ACTIVITY :: Can you write out every one of the records below word for word, leaving the pictures out?

(Data excerpts)
>>>
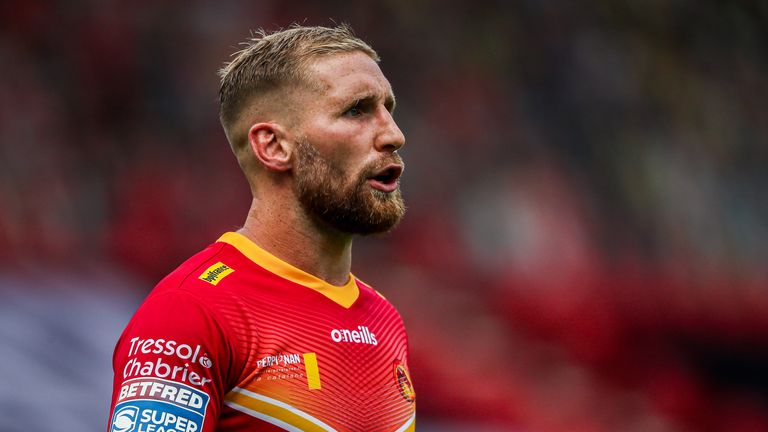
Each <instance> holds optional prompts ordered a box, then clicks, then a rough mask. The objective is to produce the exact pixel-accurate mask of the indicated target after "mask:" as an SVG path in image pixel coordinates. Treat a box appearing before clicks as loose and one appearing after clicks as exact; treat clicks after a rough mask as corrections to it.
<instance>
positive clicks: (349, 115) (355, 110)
mask: <svg viewBox="0 0 768 432" xmlns="http://www.w3.org/2000/svg"><path fill="white" fill-rule="evenodd" d="M362 114H363V109H362V107H361V106H360V101H357V102H355V104H354V105H352V106H351V107H349V108H347V110H346V111H344V115H345V116H347V117H359V116H360V115H362Z"/></svg>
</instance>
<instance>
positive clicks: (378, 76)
mask: <svg viewBox="0 0 768 432" xmlns="http://www.w3.org/2000/svg"><path fill="white" fill-rule="evenodd" d="M308 69H309V72H310V76H311V77H312V80H313V81H314V84H316V85H318V86H319V90H320V92H321V93H322V94H323V95H324V96H327V100H329V101H330V102H331V103H334V102H338V103H347V102H348V100H349V99H354V98H359V97H370V96H374V97H380V98H382V99H384V98H388V97H390V96H391V95H392V87H391V86H390V84H389V81H387V79H386V78H385V77H384V74H383V73H382V72H381V69H380V68H379V65H378V64H376V62H375V61H374V60H373V59H372V58H370V57H368V55H366V54H365V53H363V52H360V51H354V52H349V53H341V54H333V55H328V56H323V57H320V58H319V59H317V60H315V61H313V62H312V63H311V64H310V65H309V67H308Z"/></svg>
<<<
WORKED SOLUTION ::
Each <instance> holds optional prompts ordered a box, then clicks, then a rough mask. The objective is to produce the exact pixel-accurate mask of the indicated target after "mask:" as an SVG path in image pixel coordinates. Treat a box appearing before clicks as loose and one appearing after clicks as exact; treat clicks after a rough mask as corrections to it.
<instance>
positive clicks: (349, 115) (355, 110)
mask: <svg viewBox="0 0 768 432" xmlns="http://www.w3.org/2000/svg"><path fill="white" fill-rule="evenodd" d="M362 114H363V109H362V107H361V106H360V101H357V102H355V104H354V105H352V106H351V107H349V108H347V110H346V111H344V115H345V116H347V117H359V116H360V115H362Z"/></svg>
</instance>
<instance>
positive clicks: (378, 76)
mask: <svg viewBox="0 0 768 432" xmlns="http://www.w3.org/2000/svg"><path fill="white" fill-rule="evenodd" d="M308 69H309V72H310V76H311V77H312V80H313V81H314V84H316V85H318V86H319V90H320V92H321V93H322V94H323V95H324V96H327V100H329V101H330V102H331V103H334V102H338V103H347V102H348V100H349V99H354V98H359V97H370V96H374V97H380V98H382V99H384V98H388V97H390V96H391V95H392V87H391V86H390V84H389V81H387V79H386V78H385V77H384V74H383V73H382V72H381V69H380V68H379V65H378V64H376V62H375V61H374V60H373V59H372V58H370V57H368V55H366V54H365V53H363V52H360V51H354V52H349V53H341V54H333V55H328V56H323V57H320V58H319V59H317V60H315V61H313V62H312V63H311V64H310V65H309V67H308Z"/></svg>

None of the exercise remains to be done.